WHAT IS ASKED: Which lines in the material below contain the string "railing"? Extract each one word for word.
## BEGIN INPUT RECORDS
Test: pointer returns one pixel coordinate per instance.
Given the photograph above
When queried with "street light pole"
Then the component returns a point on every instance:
## END INPUT RECORDS
## BEGIN INPUT RECORDS
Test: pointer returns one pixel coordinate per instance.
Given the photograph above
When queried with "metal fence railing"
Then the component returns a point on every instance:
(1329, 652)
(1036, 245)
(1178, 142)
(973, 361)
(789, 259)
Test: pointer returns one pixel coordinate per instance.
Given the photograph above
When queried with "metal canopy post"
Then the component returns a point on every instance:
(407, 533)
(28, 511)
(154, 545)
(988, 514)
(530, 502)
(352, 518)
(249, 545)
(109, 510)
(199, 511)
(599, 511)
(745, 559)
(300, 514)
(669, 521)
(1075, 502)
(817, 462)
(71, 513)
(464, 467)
## END INPUT RECORDS
## BEGIN INPUT RECORDS
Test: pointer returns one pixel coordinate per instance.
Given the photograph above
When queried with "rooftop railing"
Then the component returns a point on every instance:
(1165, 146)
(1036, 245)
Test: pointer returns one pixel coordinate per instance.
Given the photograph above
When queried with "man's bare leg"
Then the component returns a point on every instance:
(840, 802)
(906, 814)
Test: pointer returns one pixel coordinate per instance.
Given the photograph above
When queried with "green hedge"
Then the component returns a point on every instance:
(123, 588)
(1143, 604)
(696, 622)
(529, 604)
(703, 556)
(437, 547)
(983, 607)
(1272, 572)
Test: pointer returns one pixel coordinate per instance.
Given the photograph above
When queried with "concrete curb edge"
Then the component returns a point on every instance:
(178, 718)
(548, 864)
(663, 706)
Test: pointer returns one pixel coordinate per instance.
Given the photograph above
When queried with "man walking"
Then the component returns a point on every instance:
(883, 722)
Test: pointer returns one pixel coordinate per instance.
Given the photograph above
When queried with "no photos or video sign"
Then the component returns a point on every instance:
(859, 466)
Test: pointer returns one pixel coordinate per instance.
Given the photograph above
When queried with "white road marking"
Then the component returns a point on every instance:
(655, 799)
## END INPUT RECORDS
SOLUTION FOR THIS PROBLEM:
When queried with "metal fence railing"
When queried with "rooftop railing"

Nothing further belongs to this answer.